### Work to do
Copy these lines exactly as they are.

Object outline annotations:
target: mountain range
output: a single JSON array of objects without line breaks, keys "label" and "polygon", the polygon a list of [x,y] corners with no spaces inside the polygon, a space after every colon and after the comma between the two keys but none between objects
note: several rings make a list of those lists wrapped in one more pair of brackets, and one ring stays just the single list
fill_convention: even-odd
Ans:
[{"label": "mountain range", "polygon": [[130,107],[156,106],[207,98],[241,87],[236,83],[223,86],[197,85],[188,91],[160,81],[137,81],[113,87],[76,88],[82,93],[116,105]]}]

### Finished task
target: mountain range
output: a single JSON array of objects without line breaks, keys "label" and "polygon", the polygon a list of [x,y] corners with no spaces inside the polygon, a space after every colon and after the comma between the two keys but none between objects
note: several rings make a list of those lists wrapped in one more pair of brackets, and one ring stays just the single list
fill_convention: even-odd
Ans:
[{"label": "mountain range", "polygon": [[130,107],[156,106],[207,98],[241,87],[236,83],[223,86],[197,85],[188,91],[160,81],[137,81],[113,87],[76,88],[82,93],[116,105]]}]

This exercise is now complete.